RAW RECORDS =>
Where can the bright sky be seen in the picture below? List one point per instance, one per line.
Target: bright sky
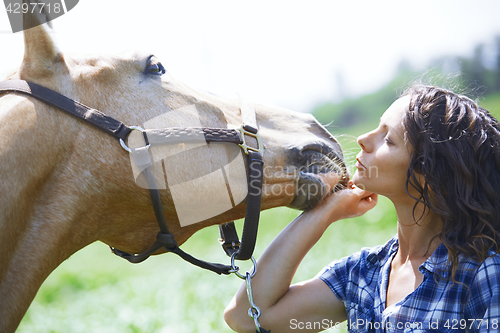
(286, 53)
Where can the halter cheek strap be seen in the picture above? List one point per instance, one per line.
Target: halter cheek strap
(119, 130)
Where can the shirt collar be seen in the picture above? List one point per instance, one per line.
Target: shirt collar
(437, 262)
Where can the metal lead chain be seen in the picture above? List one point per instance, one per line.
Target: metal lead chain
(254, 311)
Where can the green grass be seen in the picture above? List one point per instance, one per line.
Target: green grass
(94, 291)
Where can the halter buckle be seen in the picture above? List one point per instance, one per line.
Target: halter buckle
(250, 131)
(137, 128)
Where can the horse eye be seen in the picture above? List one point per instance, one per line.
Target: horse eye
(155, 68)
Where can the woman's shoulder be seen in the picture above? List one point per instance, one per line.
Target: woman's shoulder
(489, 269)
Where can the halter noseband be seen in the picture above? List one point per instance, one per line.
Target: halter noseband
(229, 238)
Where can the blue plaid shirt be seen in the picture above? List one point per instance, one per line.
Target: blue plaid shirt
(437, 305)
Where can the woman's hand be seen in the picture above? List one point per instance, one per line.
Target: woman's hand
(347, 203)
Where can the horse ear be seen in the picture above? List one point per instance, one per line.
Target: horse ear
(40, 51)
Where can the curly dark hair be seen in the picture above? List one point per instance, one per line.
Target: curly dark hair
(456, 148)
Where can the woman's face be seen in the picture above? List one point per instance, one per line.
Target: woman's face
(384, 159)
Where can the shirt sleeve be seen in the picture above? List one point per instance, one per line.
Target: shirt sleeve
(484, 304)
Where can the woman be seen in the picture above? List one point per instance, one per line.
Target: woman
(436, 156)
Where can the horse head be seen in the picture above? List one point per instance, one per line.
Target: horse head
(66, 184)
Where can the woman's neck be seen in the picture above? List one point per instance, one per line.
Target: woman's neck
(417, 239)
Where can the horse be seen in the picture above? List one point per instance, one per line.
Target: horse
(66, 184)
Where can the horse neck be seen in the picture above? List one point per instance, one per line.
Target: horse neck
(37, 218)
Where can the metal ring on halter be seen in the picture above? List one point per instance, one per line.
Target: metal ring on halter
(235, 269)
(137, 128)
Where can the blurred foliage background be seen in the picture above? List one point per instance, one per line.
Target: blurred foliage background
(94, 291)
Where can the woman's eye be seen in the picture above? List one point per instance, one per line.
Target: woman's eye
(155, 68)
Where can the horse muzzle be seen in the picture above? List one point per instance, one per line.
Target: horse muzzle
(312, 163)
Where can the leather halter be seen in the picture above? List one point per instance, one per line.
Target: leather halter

WHAT YOU SHOULD DO =>
Copy the entries from the line with "Where can the horse ear" to the end, switching "leather halter" to "nylon halter" and keeping everything else the same.

CORRECT RESPONSE =>
Where can the horse ear be seen in the picture above? List one point per instance, one per line.
Target: horse ear
(40, 51)
Where can the curly dark hair be seen in the picture above? List one point per instance, one per line.
Target: curly dark hair
(456, 148)
Where can the woman's face be seen in the picture above? List one point per instance, one per line.
Target: woman's face
(384, 159)
Where can the shirt sleeve be seen in the picture above? List one point per instance, one per line.
Target: shirt sleeve
(484, 304)
Where can the woman be seen in the picture above? List one point per instance, one per line.
Target: woman
(436, 156)
Where can the horse head be seen in the picture above? List one point per instance, one per line.
Target: horse head
(66, 184)
Where can the woman's neck be seen in the picture above? List one point per instance, one per line.
Target: woman's neck
(417, 239)
Where can the horse be seen in the picture above? List one point per instance, one per line.
Target: horse
(66, 184)
Where can the horse neck be seen in the picture above? List one point per instance, one per line.
Target: horse neck
(37, 218)
Where can the metal ring on halter be seen in the picture above? List one point per instance, one per line.
Target: metal ring on halter
(235, 269)
(137, 128)
Where can the blurred foliage background be seen in the picture above? List one point per instance, one per line.
Target: blurred foliage background
(94, 291)
Where can the woman's eye be seen in the picture above? List one point per instance, one per line.
Target: woman's eye
(155, 68)
Where can the horse muzzle be seen in the picture above? List one point per instance, one per line.
Target: horse muzzle
(312, 163)
Where can the nylon halter be seen in the picture above? List one point per instance, one per line.
Target: nylon halter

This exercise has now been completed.